**Task objective:**
The records below are to be copied exactly, with every picture left out.

**Data for processing:**
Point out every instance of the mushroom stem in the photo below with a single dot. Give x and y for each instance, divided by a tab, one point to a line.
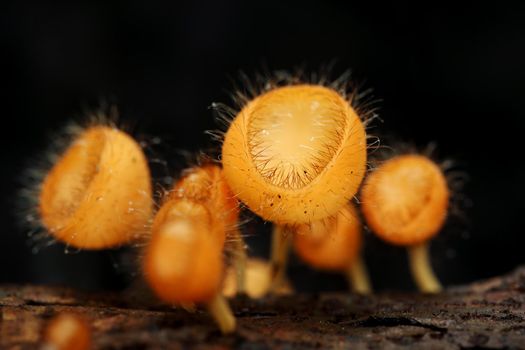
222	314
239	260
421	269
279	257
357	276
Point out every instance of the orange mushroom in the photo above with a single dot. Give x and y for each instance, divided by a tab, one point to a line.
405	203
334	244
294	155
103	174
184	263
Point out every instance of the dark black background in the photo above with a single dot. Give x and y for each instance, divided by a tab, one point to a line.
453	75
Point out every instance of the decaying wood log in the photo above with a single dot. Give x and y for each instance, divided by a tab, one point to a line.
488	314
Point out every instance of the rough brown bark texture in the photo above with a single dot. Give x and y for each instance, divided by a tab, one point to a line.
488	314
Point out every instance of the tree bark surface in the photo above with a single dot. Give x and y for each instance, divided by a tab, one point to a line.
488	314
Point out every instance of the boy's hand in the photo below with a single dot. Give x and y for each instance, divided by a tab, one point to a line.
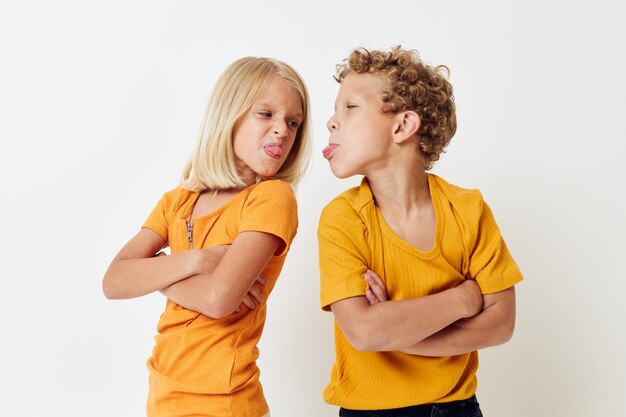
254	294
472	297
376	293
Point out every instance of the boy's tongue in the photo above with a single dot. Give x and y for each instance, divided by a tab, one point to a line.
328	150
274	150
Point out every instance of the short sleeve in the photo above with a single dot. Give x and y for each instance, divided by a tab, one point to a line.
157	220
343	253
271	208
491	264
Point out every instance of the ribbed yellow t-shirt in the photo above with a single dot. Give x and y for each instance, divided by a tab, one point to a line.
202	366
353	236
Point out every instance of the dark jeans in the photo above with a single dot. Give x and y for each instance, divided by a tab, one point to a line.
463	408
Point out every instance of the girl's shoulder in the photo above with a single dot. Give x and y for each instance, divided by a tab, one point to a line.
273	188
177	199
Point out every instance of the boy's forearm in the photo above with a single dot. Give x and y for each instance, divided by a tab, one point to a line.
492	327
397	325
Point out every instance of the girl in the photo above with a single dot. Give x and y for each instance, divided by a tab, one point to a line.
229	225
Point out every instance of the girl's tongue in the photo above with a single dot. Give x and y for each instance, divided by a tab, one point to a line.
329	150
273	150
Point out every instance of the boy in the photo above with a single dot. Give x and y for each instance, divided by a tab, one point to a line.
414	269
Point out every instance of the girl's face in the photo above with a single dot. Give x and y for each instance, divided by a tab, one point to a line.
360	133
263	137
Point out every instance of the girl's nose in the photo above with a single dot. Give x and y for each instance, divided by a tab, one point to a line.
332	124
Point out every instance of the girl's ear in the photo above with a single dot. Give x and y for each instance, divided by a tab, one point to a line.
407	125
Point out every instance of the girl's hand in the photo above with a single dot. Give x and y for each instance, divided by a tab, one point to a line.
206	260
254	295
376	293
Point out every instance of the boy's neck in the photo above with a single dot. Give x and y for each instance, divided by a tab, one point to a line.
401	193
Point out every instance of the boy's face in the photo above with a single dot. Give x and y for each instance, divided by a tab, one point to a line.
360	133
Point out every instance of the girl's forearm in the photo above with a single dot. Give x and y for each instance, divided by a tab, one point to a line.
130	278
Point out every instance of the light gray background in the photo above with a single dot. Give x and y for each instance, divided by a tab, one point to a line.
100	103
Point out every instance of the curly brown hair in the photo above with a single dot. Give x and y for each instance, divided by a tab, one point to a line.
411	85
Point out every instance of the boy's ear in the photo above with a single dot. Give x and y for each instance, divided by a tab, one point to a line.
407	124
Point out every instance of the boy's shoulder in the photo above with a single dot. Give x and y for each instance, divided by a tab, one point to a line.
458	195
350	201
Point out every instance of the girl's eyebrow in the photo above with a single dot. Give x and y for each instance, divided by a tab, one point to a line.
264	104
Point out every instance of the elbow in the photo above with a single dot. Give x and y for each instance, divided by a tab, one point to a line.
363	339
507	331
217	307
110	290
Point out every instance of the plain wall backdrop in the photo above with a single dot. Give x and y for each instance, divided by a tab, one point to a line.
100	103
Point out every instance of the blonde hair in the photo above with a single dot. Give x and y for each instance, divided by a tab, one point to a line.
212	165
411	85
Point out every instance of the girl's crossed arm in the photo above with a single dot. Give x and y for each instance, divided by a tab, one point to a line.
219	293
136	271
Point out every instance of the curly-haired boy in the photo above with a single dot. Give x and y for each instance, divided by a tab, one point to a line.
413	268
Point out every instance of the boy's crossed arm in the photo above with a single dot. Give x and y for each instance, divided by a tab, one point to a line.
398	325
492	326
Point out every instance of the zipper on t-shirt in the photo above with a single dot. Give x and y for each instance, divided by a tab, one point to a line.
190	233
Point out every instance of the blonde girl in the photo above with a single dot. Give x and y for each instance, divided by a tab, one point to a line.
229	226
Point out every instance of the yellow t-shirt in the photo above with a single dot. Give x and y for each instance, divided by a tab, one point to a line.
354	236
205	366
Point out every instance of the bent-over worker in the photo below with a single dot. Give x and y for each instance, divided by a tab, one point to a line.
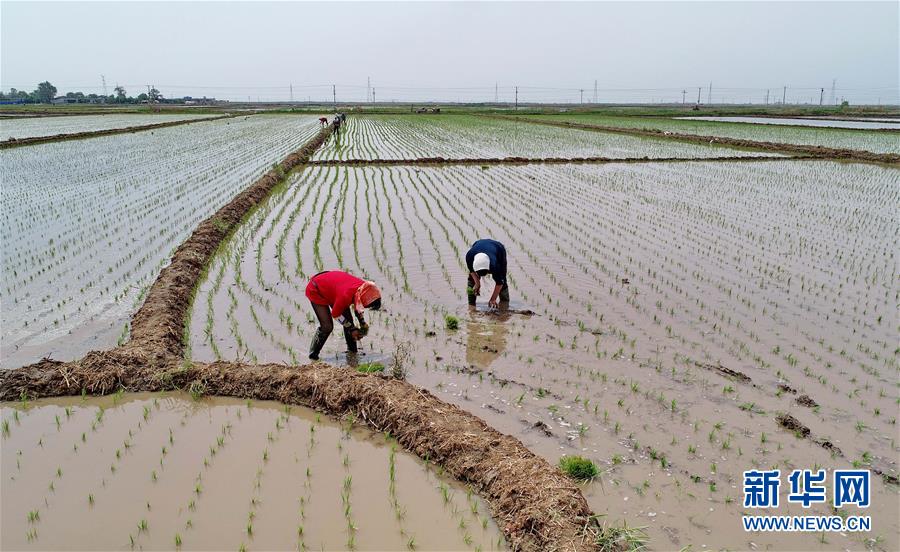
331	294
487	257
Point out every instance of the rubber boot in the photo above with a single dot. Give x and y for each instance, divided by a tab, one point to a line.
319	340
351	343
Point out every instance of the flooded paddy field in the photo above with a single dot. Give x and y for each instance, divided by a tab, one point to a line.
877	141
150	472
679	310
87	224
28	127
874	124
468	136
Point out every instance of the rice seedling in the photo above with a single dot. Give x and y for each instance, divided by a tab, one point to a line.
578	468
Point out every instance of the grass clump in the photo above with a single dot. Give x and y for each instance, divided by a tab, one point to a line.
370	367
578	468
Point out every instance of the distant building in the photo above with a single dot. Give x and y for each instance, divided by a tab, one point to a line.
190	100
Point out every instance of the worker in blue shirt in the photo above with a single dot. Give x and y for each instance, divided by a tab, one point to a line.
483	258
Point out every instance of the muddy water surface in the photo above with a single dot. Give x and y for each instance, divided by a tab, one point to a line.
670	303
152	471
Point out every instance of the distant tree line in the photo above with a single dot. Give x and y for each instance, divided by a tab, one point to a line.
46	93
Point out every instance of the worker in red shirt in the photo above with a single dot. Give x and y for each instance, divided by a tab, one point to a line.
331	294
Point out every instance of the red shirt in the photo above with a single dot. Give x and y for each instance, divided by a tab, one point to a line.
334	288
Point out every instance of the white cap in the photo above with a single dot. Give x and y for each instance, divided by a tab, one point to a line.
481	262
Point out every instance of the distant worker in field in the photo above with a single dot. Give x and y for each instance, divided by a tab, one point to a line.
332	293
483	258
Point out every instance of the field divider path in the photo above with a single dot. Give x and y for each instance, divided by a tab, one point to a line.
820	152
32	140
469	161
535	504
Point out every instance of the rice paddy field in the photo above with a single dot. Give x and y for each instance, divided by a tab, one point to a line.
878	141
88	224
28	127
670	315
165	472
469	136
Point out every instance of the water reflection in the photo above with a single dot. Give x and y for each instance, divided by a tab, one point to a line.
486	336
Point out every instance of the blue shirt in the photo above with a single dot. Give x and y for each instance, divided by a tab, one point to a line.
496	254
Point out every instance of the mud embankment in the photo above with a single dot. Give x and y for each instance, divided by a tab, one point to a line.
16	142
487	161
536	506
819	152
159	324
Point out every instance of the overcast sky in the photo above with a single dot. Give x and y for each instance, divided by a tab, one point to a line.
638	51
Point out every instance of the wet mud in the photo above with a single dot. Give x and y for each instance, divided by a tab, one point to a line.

**Your solution:**
Point out every instance of the mushroom stem in the photo below with a single dot. Give x and y for each instance, divided by a tab, one point to a line.
222	314
239	260
421	269
279	257
357	276
Point out every instance of the orange mushroom in the photo above with a single dot. Give x and y for each instance, divided by a tab, one point to a line.
405	203
334	244
294	155
103	174
184	263
Point out every instance of the dark black background in the photo above with a single dot. Give x and y for each instance, divided by a tab, one point to a line.
453	75
Point out every instance of the decaying wood log in the photo above with a single dot. Give x and y for each instance, divided by a tab, one point to a line.
488	314
Point out every instance of the rough brown bark texture in the photo above with a single dot. Give x and y for each instance, divided by a tab, one point to a line.
488	314
Point out every instance of the tree bark surface in the photo above with a single dot. Give x and y for each instance, divided by a tab, one point to a line.
488	314
Point out every instance of the boy's hand in the photo below with a single dot. Give x and y for each instance, divided by a tab, one point to a line.
254	294
472	297
376	293
Point out every instance of the boy's tongue in the photo above with a single dot. Give x and y for each instance, divided by a tab, one point to a line.
328	150
274	150
Point out every instance of the short sleeve in the photo above with a single dot. Give x and y for each instance, divided by a tab, one point to a line.
157	220
343	253
271	208
491	264
Point out every instance of the ribbed yellow t-shirt in the photo above with a single dot. Give x and y for each instance, divided by a tab, one point to a line.
202	366
353	236
Point out every instance of the dark jeans in the photo above with a single dot. Give x and y for each instance, divided by a tab, one point to a line.
463	408
Point out every instance of the girl's shoulder in the photo above with a single dot. Give x and y for each instance, divided by a tab, one point to a line.
273	188
177	199
Point out every instance of the boy's forearm in the photo above with a single dot. Give x and y for each instance, divided by a tab, one point to a line.
492	327
397	325
Point out every instance of the girl in the photo above with a single dot. Give x and y for each instance, divided by a tab, one point to a line.
229	225
Point out every instance of the girl's tongue in the photo above with a single dot. Give x and y for each instance, divided by a tab, one point to a line.
329	150
273	150
Point out every instance of the boy in the photo above with a single dot. Give x and y for each instance, divided by a tab, one point to a line.
414	269
Point out every instance of the girl's face in the photo above with a single dot. Give x and y for each instance, divided by a tab, one point to a line.
360	133
263	137
Point out every instance of the girl's nose in the photo above with a single dot. Give x and y for each instance, divided by a tab, one point to a line.
332	124
Point out every instance of the girl's ear in the photo above with a single dot. Give x and y for each instance, divided by a tab, one point to a line.
407	125
Point out every instance of the girl's hand in the photo above with a single dot. Give x and y for each instance, divided by a tab, one point to a line.
206	260
254	295
376	293
Point out every instance of the boy's neck in the photo above with a single dot. Give x and y for each instance, divided by a tab, one point to a line.
401	193
Point out every instance of the boy's face in the photo above with a single dot. Give x and y for each instance, divided by a tab, one point to a line.
360	133
Point out every instance of the girl's forearm in the photo above with a single dot. Give x and y for each instance, divided by a tab, one point to a line.
130	278
Point out every instance of the light gray background in the photo above with a single dot. Give x and y for each instance, divided by a tab, one point to a line.
100	103
Point out every instance of the curly brown hair in the photo above with a single dot. Give x and y for each instance, divided by a tab, one point to a line.
411	85
Point out every instance of the boy's ear in the photo above with a single dot. Give x and y for each instance, divided by a tab, one point to a line.
407	124
Point out every instance of the boy's shoulder in the photo above with a single dot. Give x and y for each instance, divided by a tab, one point to a line.
458	195
350	201
Point out every instance of the girl's eyebrow in the photo above with a single dot. Give x and y for each instance, divided by a tab, one point to a line.
264	104
Point out every instance of the elbow in the photo above with a single dot. Give x and y for each instance, divided by a tab, one point to a line.
363	339
507	331
217	307
110	290
Point out every instance of the plain wall backdrop in the photo above with a single dot. Give x and y for each instance, divided by a tab, one point to a line.
100	103
Point out every instance of the blonde hair in the photo above with a single dot. Give x and y for each instance, divided by a tab, one point to a line.
212	165
411	85
Point out every instance of the girl's crossed arm in the photo above with a single dot. Give x and y for each instance, divided by a tab, one point to a line.
219	293
136	271
Point out every instance of the curly-haired boy in the photo above with a single dot. Give x and y for each instance, divided by a tab, one point to a line.
413	268
Point out every instance of the boy's crossed arm in the photo above with a single dot. Give x and y for each instance, divided by a tab, one point to a line.
398	325
492	326
Point out every instance of the zipper on t-shirt in the photo above with a single dot. Give x and y for each instance, divided by a tab, one point to a line.
190	233
Point out every instance of the blonde girl in the photo above with a single dot. Give x and y for each instance, divided by a tab, one point to a line.
229	226
Point out every instance of the yellow t-shirt in the photo above with a single dot. Give x and y for each instance, divided by a tab, one point to a line.
354	236
205	366
Point out every instance of the bent-over worker in the photo below with a single dot. Give x and y for each instance, divided by a tab, one point to a line.
331	294
487	257
Point out every instance of the rubber boot in the photo above with a single dot. Give x and y for each instance, divided by a tab, one point to a line.
319	340
351	343
Point out every instance of the flooded paddy field in the photo above with a single dot. Give x and y for each instance, divided by a tab, one point to a line.
877	141
150	472
679	310
87	224
28	127
874	124
468	136
Point out every instance of the rice seedling in the photo above with a single dot. Give x and y for each instance, divided by a tab, one point to a line.
578	468
Point out every instance of the grass clump in the photo above with a single dot. Give x and y for each instance, divided by a tab, one point to a line.
370	367
578	468
Point out every instance of the distant building in the photo above with a single dot. Give x and y for each instance, divided by a tab, one point to a line.
190	100
Point out every instance of the worker in blue shirt in the photo above with a single dot. Give x and y for each instance, divided by a tab, one point to a line.
483	258
Point out every instance of the muddy water surface in the photo above with a single dot. Give x and y for each instance, divided by a tab, one point to a line.
670	303
152	471
Point out every instance of the distant tree line in the photo above with a single dot. Give x and y for each instance, divided by a tab, one point to a line.
46	93
Point out every instance of the worker in red shirt in the photo above with a single dot. Give x and y for each instance, divided by a tab, one point to a line.
331	294
Point out every instance of the red shirt in the photo above with a single dot. Give x and y for each instance, divided by a tab, one point to a line.
334	288
Point out every instance of the white cap in the photo above with a single dot. Give x and y for each instance, divided by a tab, one point to a line.
481	262
Point out every instance of the distant worker in field in the photo above with a single dot. Give x and y for each instance, divided by a tab, one point to a line.
332	293
483	258
Point out every instance of the field divider path in the photo above with a single dot. Give x and y for each instance, divided by a tab, one point to a line.
820	152
32	140
469	161
535	504
Point out every instance of the rice paddy field in the photo above with a single dot. Give x and y for each instance, divided by a tab, one point to a line.
878	141
88	224
28	127
670	315
165	472
469	136
Point out every instance of the water reflection in the photo above with a single dot. Give x and y for each instance, divided by a tab, one point to a line.
486	336
Point out every instance of the blue shirt in the photo above with a single dot. Give x and y for each instance, divided by a tab, one point to a line.
496	254
Point out every instance of the mud embankment in the photo above with a single dot. Give x and y for each instance, divided by a tab, one point to a line.
16	142
487	161
536	506
819	152
159	324
Point out every instance of the overcast sky in the photo above with a single dot. Give x and y for each instance, divided by a tab, one point to a line.
638	51
Point out every instance of the wet mud in the photo above with a single dot. Give x and y for each instance, divided by a tab, one point to a line.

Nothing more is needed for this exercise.